Without including pictures, set down every record exactly as it stands.

## Record excerpts
============================================================

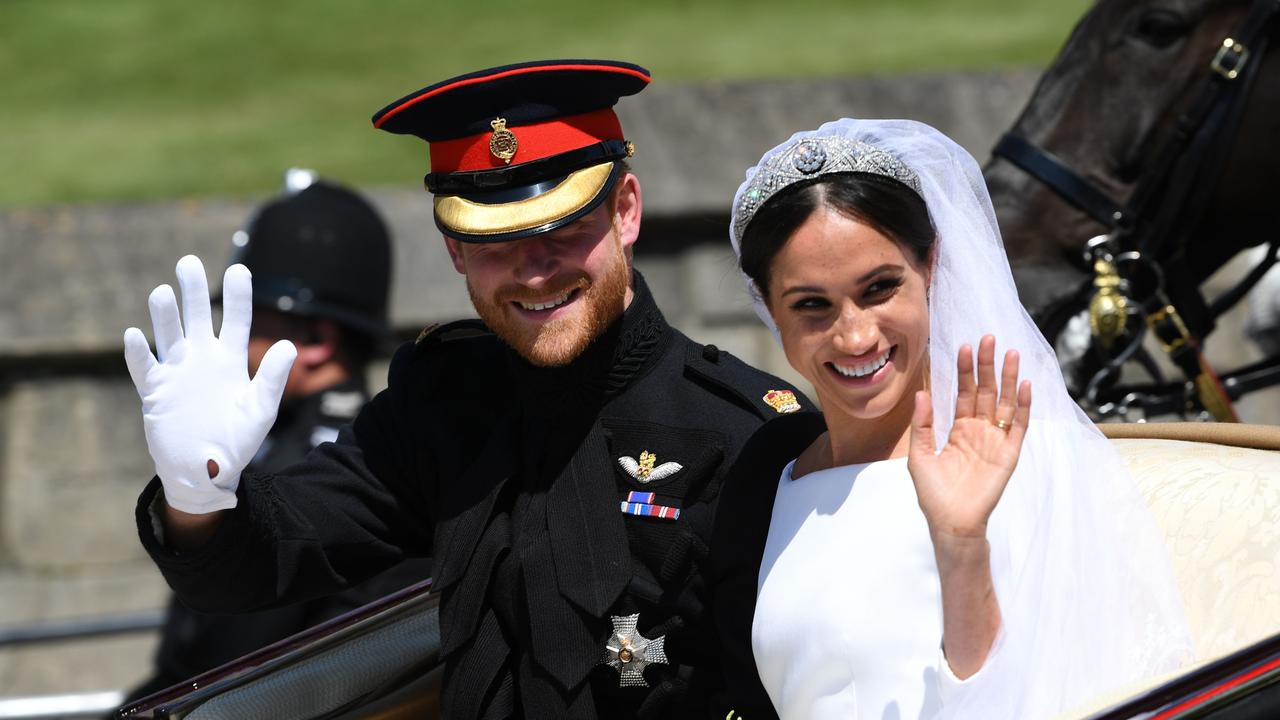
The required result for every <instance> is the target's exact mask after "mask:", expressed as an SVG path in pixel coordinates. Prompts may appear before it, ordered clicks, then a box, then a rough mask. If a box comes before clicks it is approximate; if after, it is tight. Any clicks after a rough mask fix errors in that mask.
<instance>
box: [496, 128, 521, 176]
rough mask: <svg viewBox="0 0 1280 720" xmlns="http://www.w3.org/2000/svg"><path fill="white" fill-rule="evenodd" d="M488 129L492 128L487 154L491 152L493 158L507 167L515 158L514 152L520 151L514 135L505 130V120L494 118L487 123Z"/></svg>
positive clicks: (519, 148)
mask: <svg viewBox="0 0 1280 720" xmlns="http://www.w3.org/2000/svg"><path fill="white" fill-rule="evenodd" d="M489 127H492V128H493V135H492V136H489V152H493V156H494V158H497V159H499V160H502V161H503V163H507V164H508V165H509V164H511V159H512V158H515V156H516V150H518V149H520V141H517V140H516V133H513V132H511V131H509V129H507V119H506V118H495V119H494V120H493V122H492V123H489Z"/></svg>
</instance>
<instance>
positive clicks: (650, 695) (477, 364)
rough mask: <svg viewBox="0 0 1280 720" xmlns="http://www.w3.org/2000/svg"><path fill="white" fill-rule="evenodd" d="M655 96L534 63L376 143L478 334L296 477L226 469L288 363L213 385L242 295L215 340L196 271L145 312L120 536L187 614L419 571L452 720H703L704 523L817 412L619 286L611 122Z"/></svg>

============================================================

## Answer
The required result for every <instance> is the target's exact mask after "mask:", expressed as an SVG path in pixel coordinates. Prompts may appear before it, ordered clicks, then a box, then a rough mask. If a box comes before clicks it is approximate; if after, it is tight. Any clicks after a rough mask fix errors in that mask.
<instance>
box: [496, 128, 521, 176]
rough mask: <svg viewBox="0 0 1280 720" xmlns="http://www.w3.org/2000/svg"><path fill="white" fill-rule="evenodd" d="M488 129L492 128L487 154L491 152L493 158L507 167L515 158L514 152L520 151L514 135L505 130V120L494 118L487 123Z"/></svg>
positive clicks: (519, 148)
mask: <svg viewBox="0 0 1280 720" xmlns="http://www.w3.org/2000/svg"><path fill="white" fill-rule="evenodd" d="M489 127H492V128H493V135H492V136H489V152H493V156H494V158H497V159H499V160H502V161H503V163H507V164H508V165H509V164H511V159H512V158H515V156H516V150H518V149H520V141H517V140H516V133H513V132H511V131H509V129H507V119H506V118H495V119H494V120H493V122H492V123H489Z"/></svg>
</instance>
<instance>
positive clicks: (650, 695) (477, 364)
rough mask: <svg viewBox="0 0 1280 720" xmlns="http://www.w3.org/2000/svg"><path fill="white" fill-rule="evenodd" d="M655 96L534 63L376 143L478 334L296 477L226 469L288 363L213 385L242 295L215 340L196 271L145 312L120 536L187 614L419 571L452 720H703L704 523L817 412L619 286L611 122Z"/></svg>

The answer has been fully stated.